» Supplied passage
════════════════════

I got seg fault with l2fwd-nv when using option -m 1 and -w 0 (or 2).
I want to test GPUDirect RDMA between the GPU and the ConnectX-4. The Rx/Tx packets should be DMA directly to/from GPU memory. Everything works fine when the split buffer mode (-s) is used. The seg fault occurs when DPDK wants to send the packet, for some reason it deferences a GPU memory address and it seg fault.
My understanding is that the CPU should only be used for orchestration and control. I don’t understand why the current code does access to the GPU memory. The entire packet (header and payload) is located in GPU memory, so the PMD driver should only manipulate the Tx buffer descriptors and the NIC should perform the DMA by directly accessing the GPU memory, right?

════════════════════

» Material
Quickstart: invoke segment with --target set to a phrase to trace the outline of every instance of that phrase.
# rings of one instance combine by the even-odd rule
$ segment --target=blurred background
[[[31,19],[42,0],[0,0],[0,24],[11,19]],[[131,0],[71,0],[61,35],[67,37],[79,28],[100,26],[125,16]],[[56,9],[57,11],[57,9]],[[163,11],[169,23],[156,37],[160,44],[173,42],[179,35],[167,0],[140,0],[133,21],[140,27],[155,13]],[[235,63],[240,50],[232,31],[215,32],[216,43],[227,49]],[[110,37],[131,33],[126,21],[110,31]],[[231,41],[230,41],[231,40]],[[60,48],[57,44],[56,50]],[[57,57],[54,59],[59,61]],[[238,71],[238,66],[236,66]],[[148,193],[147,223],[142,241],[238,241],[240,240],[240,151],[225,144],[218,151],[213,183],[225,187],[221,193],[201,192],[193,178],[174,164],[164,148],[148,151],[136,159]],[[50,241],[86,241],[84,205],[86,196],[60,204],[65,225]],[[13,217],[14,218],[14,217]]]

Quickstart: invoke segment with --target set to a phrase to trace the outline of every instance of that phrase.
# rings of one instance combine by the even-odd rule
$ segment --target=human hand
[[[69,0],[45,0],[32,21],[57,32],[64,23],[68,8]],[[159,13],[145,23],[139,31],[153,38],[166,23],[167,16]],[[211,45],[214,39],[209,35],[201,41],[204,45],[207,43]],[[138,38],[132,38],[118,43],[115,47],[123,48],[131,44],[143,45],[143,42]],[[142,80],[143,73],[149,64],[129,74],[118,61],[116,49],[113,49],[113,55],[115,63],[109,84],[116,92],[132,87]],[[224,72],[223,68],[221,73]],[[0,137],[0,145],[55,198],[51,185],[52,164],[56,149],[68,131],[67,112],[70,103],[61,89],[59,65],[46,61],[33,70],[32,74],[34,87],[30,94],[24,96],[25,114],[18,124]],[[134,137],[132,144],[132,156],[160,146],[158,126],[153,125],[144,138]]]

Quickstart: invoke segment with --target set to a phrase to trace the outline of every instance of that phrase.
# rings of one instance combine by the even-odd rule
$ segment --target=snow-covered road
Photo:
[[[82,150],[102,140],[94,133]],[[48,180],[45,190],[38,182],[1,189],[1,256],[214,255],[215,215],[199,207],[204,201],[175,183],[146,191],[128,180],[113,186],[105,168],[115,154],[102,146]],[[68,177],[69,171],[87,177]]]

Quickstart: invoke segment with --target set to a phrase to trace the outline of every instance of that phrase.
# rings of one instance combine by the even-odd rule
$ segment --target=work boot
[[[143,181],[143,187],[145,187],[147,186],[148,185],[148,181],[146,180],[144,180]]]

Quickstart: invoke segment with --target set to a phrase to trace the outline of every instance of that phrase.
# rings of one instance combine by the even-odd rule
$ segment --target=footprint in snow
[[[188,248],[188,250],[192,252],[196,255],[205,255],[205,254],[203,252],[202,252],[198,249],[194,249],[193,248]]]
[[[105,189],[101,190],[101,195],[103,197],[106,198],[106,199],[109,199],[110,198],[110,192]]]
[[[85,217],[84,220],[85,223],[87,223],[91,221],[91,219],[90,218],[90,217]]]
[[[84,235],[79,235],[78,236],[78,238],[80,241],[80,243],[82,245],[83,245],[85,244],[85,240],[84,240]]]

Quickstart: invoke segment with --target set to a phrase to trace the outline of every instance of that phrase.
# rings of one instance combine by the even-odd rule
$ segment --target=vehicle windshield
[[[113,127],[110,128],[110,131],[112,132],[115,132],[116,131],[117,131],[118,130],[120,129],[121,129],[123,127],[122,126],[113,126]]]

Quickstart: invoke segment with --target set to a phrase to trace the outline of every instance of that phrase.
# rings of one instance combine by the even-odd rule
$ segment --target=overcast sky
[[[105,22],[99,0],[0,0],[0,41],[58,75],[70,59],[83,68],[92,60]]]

════════════════════

» Task description
Write out the portion of the l2fwd-nv segfault post above, starting with "I want to test" and going on through "GPU memory, right?".

» Solution for this problem
I want to test GPUDirect RDMA between the GPU and the ConnectX-4. The Rx/Tx packets should be DMA directly to/from GPU memory. Everything works fine when the split buffer mode (-s) is used. The seg fault occurs when DPDK wants to send the packet, for some reason it deferences a GPU memory address and it seg fault.
My understanding is that the CPU should only be used for orchestration and control. I don’t understand why the current code does access to the GPU memory. The entire packet (header and payload) is located in GPU memory, so the PMD driver should only manipulate the Tx buffer descriptors and the NIC should perform the DMA by directly accessing the GPU memory, right?